● Instructions to follow:
Starting at the beginning of the items and ending at the line that contains "(1118, 197)", reproduce the lines with "marker" substituted for "keypoint" and everything else unchanged.

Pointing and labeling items

------------------------------

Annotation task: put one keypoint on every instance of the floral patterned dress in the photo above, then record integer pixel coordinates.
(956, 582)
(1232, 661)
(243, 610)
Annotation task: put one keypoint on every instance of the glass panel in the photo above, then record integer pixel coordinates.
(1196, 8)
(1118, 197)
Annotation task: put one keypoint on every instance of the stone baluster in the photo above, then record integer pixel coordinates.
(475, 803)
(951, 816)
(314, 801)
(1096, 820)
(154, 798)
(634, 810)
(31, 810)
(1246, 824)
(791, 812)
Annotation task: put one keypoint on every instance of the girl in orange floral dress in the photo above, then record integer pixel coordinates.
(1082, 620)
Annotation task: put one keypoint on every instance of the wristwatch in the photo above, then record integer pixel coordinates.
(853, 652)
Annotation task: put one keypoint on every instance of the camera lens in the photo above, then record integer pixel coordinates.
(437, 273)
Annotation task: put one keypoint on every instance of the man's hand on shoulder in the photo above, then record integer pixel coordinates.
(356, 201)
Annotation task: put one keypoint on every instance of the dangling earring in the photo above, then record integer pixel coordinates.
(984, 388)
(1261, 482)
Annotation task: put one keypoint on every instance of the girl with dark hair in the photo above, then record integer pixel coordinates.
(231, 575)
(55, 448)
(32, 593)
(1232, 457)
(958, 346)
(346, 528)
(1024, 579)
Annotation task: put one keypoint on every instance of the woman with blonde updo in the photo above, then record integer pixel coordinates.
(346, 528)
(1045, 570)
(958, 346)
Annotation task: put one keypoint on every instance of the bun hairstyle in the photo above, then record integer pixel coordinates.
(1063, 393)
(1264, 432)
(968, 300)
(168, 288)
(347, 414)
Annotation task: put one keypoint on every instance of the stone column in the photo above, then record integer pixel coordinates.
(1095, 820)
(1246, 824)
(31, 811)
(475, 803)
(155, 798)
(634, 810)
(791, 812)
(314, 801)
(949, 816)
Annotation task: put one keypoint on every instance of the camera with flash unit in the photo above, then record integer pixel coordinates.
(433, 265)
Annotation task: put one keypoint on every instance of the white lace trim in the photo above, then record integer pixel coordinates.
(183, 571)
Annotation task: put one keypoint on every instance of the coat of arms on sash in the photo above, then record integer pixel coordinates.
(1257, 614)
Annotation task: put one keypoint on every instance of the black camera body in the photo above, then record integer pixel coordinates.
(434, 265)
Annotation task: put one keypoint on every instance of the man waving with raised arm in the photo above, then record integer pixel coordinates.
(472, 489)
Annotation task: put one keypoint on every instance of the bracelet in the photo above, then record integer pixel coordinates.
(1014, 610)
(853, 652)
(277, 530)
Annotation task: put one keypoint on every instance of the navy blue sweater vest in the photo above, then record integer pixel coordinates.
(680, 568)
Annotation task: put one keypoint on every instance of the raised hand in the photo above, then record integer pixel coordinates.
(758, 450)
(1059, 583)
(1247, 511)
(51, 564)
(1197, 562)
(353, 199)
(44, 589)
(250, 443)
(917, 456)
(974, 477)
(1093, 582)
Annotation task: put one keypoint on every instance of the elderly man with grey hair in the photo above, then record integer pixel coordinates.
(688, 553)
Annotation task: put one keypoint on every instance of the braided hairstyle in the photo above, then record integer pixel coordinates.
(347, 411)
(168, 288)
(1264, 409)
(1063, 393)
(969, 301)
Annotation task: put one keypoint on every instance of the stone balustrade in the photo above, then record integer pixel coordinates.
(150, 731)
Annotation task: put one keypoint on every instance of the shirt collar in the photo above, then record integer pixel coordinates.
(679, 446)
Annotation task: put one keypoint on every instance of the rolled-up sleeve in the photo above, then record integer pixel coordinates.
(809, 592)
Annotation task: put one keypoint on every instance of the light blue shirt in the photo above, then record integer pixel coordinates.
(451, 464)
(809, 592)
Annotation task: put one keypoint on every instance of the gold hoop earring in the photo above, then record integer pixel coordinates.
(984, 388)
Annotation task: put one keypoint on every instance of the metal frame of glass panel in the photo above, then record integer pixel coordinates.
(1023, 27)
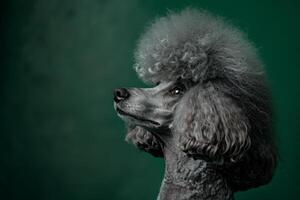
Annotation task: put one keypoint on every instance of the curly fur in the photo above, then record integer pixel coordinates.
(226, 117)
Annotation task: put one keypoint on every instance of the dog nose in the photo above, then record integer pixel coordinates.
(120, 94)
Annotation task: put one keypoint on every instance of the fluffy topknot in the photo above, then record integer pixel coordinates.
(195, 45)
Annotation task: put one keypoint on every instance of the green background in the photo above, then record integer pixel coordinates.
(61, 60)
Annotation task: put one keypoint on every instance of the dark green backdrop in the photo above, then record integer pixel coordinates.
(61, 60)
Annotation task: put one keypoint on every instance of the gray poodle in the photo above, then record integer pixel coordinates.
(208, 113)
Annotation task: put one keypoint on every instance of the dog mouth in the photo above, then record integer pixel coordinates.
(139, 118)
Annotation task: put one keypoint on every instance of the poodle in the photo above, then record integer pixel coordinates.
(208, 112)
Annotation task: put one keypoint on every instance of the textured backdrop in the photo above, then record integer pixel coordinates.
(60, 61)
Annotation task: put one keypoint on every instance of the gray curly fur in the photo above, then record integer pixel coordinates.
(226, 117)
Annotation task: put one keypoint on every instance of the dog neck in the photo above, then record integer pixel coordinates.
(189, 179)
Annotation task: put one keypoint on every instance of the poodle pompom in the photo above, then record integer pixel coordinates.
(194, 45)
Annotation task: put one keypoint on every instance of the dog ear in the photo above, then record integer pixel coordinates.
(144, 140)
(211, 125)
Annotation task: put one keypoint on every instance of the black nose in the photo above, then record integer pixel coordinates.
(120, 94)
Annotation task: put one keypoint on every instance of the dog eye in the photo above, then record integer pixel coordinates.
(177, 90)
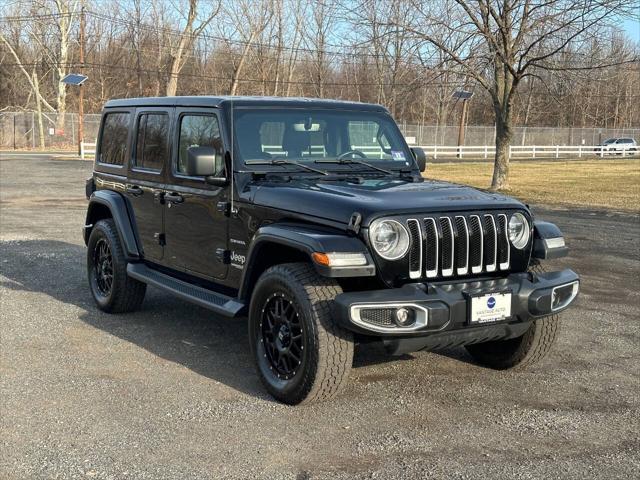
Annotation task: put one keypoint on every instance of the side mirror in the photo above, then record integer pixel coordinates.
(421, 158)
(204, 162)
(201, 161)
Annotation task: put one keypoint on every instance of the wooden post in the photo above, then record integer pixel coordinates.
(461, 127)
(81, 93)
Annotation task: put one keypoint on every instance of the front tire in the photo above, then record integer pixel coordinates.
(301, 353)
(112, 289)
(522, 351)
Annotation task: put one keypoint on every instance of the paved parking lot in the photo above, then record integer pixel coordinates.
(170, 392)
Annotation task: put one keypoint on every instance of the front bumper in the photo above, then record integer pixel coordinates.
(444, 308)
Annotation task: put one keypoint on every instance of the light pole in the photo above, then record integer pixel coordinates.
(77, 79)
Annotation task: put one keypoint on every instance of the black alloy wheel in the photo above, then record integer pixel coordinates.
(282, 336)
(103, 267)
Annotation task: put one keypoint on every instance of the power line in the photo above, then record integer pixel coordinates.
(96, 66)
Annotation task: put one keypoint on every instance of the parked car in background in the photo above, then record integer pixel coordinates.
(617, 146)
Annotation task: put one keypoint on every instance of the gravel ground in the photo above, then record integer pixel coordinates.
(170, 392)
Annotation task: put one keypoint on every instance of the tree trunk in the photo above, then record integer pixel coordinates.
(39, 110)
(504, 134)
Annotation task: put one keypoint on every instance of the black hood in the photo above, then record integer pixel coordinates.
(337, 200)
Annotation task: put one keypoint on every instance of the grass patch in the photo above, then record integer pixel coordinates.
(607, 184)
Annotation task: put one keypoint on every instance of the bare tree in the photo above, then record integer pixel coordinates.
(506, 41)
(249, 19)
(190, 32)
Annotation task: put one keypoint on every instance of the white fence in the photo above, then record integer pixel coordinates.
(470, 152)
(20, 130)
(529, 151)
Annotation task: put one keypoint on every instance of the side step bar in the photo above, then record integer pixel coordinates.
(221, 304)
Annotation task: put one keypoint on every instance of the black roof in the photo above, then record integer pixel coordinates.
(211, 101)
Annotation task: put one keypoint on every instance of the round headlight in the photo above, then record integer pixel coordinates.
(518, 231)
(389, 238)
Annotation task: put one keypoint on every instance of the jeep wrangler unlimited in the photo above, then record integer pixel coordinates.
(312, 219)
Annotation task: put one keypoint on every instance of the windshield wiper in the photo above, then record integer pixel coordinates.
(282, 161)
(351, 161)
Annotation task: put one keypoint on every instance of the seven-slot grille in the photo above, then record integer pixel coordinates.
(452, 245)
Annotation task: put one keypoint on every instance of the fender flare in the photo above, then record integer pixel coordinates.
(306, 239)
(119, 212)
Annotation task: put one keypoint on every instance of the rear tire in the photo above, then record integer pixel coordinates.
(301, 353)
(522, 351)
(112, 289)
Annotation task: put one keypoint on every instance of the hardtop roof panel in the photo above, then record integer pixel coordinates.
(213, 101)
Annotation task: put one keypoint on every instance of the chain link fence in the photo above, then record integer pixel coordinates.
(20, 130)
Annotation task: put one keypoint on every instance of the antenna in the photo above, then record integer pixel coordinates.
(232, 157)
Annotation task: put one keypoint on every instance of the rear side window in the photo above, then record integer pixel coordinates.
(152, 148)
(113, 145)
(199, 131)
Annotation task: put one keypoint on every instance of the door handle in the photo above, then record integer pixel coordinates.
(173, 197)
(134, 190)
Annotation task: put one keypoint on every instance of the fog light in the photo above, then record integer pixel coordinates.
(563, 295)
(405, 317)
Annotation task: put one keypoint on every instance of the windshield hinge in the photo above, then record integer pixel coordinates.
(354, 223)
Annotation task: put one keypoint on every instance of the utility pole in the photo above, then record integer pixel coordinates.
(464, 96)
(463, 121)
(81, 93)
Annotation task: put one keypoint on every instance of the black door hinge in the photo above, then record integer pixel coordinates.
(224, 208)
(160, 238)
(354, 223)
(223, 256)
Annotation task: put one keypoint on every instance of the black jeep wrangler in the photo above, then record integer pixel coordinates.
(312, 219)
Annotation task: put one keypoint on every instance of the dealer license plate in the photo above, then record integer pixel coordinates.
(490, 307)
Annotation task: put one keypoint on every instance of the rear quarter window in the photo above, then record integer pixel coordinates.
(113, 143)
(152, 148)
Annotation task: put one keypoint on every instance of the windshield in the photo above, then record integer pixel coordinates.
(314, 135)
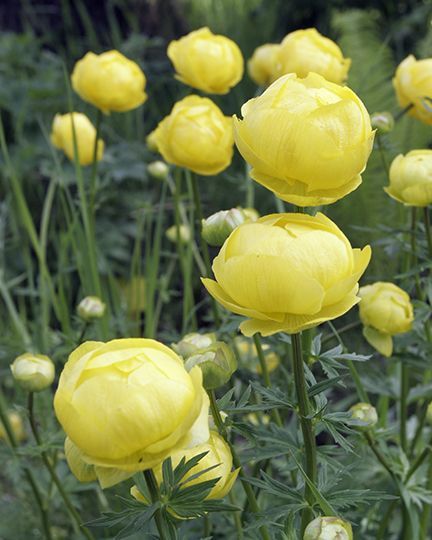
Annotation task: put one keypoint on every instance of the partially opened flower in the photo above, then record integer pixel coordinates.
(385, 310)
(287, 272)
(413, 86)
(306, 51)
(109, 81)
(206, 61)
(307, 140)
(126, 405)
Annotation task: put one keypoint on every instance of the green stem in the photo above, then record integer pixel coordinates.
(250, 495)
(266, 376)
(74, 514)
(155, 497)
(304, 410)
(27, 472)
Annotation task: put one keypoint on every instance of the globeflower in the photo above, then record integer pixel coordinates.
(126, 405)
(196, 135)
(109, 81)
(62, 137)
(385, 310)
(206, 61)
(287, 272)
(307, 140)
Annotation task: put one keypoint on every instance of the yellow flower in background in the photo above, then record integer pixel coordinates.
(206, 61)
(16, 425)
(413, 85)
(126, 405)
(307, 140)
(263, 65)
(34, 372)
(219, 454)
(287, 272)
(411, 178)
(109, 81)
(196, 135)
(385, 310)
(62, 137)
(306, 51)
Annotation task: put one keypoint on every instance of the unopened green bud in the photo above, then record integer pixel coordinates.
(158, 170)
(383, 122)
(90, 308)
(217, 227)
(183, 233)
(34, 372)
(193, 343)
(365, 413)
(217, 364)
(328, 528)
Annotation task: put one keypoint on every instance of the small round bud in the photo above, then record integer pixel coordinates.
(16, 426)
(158, 170)
(383, 122)
(91, 307)
(328, 528)
(365, 413)
(217, 227)
(193, 343)
(183, 233)
(34, 372)
(217, 364)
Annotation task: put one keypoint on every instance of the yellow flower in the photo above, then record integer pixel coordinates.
(411, 178)
(209, 62)
(287, 272)
(263, 65)
(34, 372)
(413, 86)
(197, 136)
(16, 426)
(126, 405)
(219, 454)
(62, 137)
(307, 140)
(109, 81)
(385, 310)
(305, 51)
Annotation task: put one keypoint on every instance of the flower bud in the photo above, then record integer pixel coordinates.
(158, 170)
(91, 307)
(34, 372)
(217, 227)
(193, 343)
(383, 122)
(217, 364)
(365, 413)
(16, 426)
(328, 528)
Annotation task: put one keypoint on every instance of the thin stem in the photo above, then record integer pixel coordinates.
(155, 497)
(74, 514)
(306, 426)
(250, 495)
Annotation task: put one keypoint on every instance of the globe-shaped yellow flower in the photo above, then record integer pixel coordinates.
(109, 81)
(306, 51)
(411, 178)
(206, 61)
(197, 136)
(263, 66)
(287, 272)
(62, 137)
(218, 456)
(385, 310)
(413, 85)
(307, 140)
(126, 405)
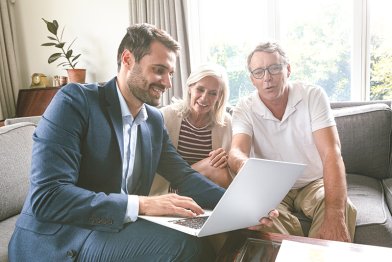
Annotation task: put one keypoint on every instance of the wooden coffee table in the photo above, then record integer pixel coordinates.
(245, 245)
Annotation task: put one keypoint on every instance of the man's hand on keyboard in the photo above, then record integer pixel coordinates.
(266, 221)
(169, 205)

------------------------------

● Answer to this problem:
Annotation task: put one marker on every instance of the floral patterned dress in the photo above, then record integer pixel coordinates.
(956, 582)
(1232, 661)
(243, 610)
Annotation task: put one marker on every instance of the glass panel in the photo above, then record integer pixel coordinates.
(1196, 8)
(1118, 197)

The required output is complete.